-- What you need to do --
Reproduce everything in the Kinross letter from "Re:                             Kinross Gold" down to "with our response.", swapping each "Filing" for "Report".

-- Study text --
- Opening Delimiter -
CORRESP 1 filename1.htm

 

 

August 16, 2010

 

United States Securities and Exchange Commission

Division of Corporation Finance

100 F Street, NE

Washington, D.C. 20549-4238

 

Attention:                                         Mr. H. Roger Schwall, Assistant Director

 

Re:                             Kinross Gold Corporation (“Kinross” or the “Company”)

Form 40-F for the Fiscal Year Ended December 31, 2009 (the “Filing”)

File No. 001-13382

 

Dear Mr. Schwall:

 

Further to our letter of July 30, 2010, we have received your comment letter of June 29, 2010 regarding the Filing and provide our responses to the Staff comments below.  For ease of reference, we have repeated the Staff comments in italicized type and followed each comment with our response.

 

Form 40-F for the Year Ended December 31, 2009

Exhibit 99.3

Financial Statements

Note 4 — Acquisitions, page 99

 

1.                          We note that on December 16, 2008 you acquired a 40% interest in Minera Santa Rosa SCM (“Minera”) and subsequently purchased the remaining 60% interest on January 7, 2009.  We understand that as of December 31, 2008, you accounted for your 40% interest in Minera as an equity investment and upon obtaining control of the entity, in January 2009, you began to consolidate the entity and reclassified the original investment of $141.1 million to mineral interests.  Please tell us how you considered the guidance on acquisitions achieved in stages as seen in FASB ASC paragraphs 805-10-25-9 through 10, quantifying the impact this guidance would have on your U.S. GAAP results.
- Closing Delimiter -
-- Data under study --
- Opening Delimiter -
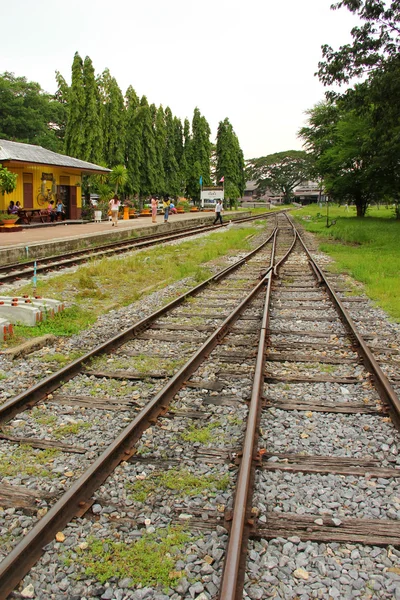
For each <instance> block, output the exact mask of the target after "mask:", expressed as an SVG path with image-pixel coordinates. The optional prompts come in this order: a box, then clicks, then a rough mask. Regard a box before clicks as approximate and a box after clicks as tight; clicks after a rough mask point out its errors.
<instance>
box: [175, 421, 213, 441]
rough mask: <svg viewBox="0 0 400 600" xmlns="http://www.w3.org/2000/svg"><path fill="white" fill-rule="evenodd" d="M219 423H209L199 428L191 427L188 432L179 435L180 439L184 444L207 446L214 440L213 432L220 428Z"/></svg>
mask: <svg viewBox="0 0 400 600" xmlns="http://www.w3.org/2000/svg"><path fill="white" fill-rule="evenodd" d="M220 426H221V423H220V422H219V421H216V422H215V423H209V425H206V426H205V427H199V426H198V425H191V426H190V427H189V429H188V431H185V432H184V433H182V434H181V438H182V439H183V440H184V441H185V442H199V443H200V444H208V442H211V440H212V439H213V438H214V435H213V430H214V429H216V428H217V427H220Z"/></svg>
- Closing Delimiter -
-- Your solution --
Re:                             Kinross Gold Corporation (“Kinross” or the “Company”)

Form 40-F for the Fiscal Year Ended December 31, 2009 (the “Report”)

File No. 001-13382

 

Dear Mr. Schwall:

 

Further to our letter of July 30, 2010, we have received your comment letter of June 29, 2010 regarding the Report and provide our responses to the Staff comments below.  For ease of reference, we have repeated the Staff comments in italicized type and followed each comment with our response.